STATED TASK
Copy every row below verbatim, without changing anything.

Data records
§

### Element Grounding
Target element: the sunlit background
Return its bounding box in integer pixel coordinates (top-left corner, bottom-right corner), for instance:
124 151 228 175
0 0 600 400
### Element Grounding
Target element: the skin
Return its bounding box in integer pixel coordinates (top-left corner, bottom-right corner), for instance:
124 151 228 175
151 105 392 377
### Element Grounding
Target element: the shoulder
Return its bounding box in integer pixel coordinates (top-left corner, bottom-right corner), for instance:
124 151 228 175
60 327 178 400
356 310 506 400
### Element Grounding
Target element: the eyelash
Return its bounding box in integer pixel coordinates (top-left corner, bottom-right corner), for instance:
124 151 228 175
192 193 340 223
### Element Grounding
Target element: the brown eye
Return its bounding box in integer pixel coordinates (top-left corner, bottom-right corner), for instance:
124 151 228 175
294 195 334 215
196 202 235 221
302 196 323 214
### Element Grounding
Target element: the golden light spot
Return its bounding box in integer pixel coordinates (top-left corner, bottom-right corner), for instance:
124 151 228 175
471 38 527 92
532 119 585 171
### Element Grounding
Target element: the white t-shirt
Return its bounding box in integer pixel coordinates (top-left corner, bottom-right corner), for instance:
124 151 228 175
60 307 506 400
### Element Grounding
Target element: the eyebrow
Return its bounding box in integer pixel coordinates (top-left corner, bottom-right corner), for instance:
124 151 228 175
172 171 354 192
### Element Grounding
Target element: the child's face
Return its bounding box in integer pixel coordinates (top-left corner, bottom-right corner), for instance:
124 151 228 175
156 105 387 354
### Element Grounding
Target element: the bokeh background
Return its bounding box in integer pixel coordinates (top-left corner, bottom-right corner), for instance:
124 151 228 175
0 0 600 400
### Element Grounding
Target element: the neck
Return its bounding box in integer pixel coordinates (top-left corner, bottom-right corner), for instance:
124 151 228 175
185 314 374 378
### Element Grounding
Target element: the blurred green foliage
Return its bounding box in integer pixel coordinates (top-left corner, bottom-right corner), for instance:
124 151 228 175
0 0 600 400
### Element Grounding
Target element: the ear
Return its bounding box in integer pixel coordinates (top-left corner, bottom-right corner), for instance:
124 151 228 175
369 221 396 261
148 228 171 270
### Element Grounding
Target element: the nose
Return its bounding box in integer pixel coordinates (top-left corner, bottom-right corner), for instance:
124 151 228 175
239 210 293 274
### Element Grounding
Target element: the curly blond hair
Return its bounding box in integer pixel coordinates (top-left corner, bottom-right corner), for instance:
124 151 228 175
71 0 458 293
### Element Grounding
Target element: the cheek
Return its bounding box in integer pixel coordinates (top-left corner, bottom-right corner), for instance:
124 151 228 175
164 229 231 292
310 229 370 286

§

WORKED SOLUTION
### Element Grounding
Target element: the sunlit background
Return its bounding box in integer pixel coordinates (top-left corner, bottom-right corner), for instance:
124 151 228 175
0 0 600 400
### Element Grounding
Target element: the skin
Return its bounding box in integer pixel coordinates (top-left corner, bottom-right corner), for instance:
124 151 228 175
151 105 392 377
### Element Grounding
Target element: the shoulder
Return its bounding box in integer pixel coordinates (top-left corner, bottom-right corner), for instance:
124 151 228 175
60 327 178 400
356 310 506 400
### Element Grounding
Target element: the eyelash
Return its bounding box in integer pixel coordinates (top-left corner, bottom-right corner), for instance:
124 151 228 175
192 193 340 223
### Element Grounding
Target element: the brown eye
Return its bounding box in integer pixel coordinates (top-left corner, bottom-right corner), for instance:
124 151 228 175
294 195 334 215
196 202 235 221
302 196 323 214
### Element Grounding
Target element: the golden light spot
Return its bounding box in integer pixel coordinates (top-left corner, bottom-right corner), for instance:
124 151 228 175
471 38 527 92
532 119 585 171
### Element Grounding
Target element: the white t-shirt
Return its bounding box in integer pixel coordinates (top-left corner, bottom-right corner), for instance:
124 151 228 175
60 307 506 400
### Element Grounding
Target element: the eyebrow
Return its bounding box in integer pixel coordinates (top-left corner, bottom-right corner), for instance:
124 151 228 175
172 171 354 192
### Element Grounding
Target element: the child's face
Return its bounding box in integer pixel coordinates (top-left corner, bottom-right corner), for instance:
124 151 228 175
156 105 387 354
### Element Grounding
Target element: the bokeh background
Return its bounding box in integer pixel coordinates (top-left corner, bottom-right corner), for instance:
124 151 228 175
0 0 600 400
### Element Grounding
Target element: the neck
Return its bounding box in integer pixel coordinates (top-left corner, bottom-right corner), for instance:
124 151 228 175
185 314 374 378
### Element Grounding
Target element: the blurred green foliage
Return its bounding box in integer pixel coordinates (top-left corner, bottom-right corner), for instance:
124 151 228 175
0 0 600 400
### Element Grounding
Target element: the ear
Return its bounding box in integer pixel coordinates (top-left corner, bottom-right corner), for instance:
124 151 228 175
369 221 396 261
148 228 171 270
### Element Grounding
Target element: the nose
Return its bounding box in integer pixel coordinates (top-left corner, bottom-right corner), for instance:
124 151 228 175
239 210 293 274
### Element Grounding
Target element: the curly blond hair
Return its bounding box in integer pixel coordinates (top-left corner, bottom-right corner), for instance:
124 151 228 175
71 0 458 293
### Element Grounding
Target element: the cheek
Return its bounding box in integer pixel coordinates (top-left corner, bottom-right corner), for instance:
124 151 228 175
164 229 231 292
310 229 370 286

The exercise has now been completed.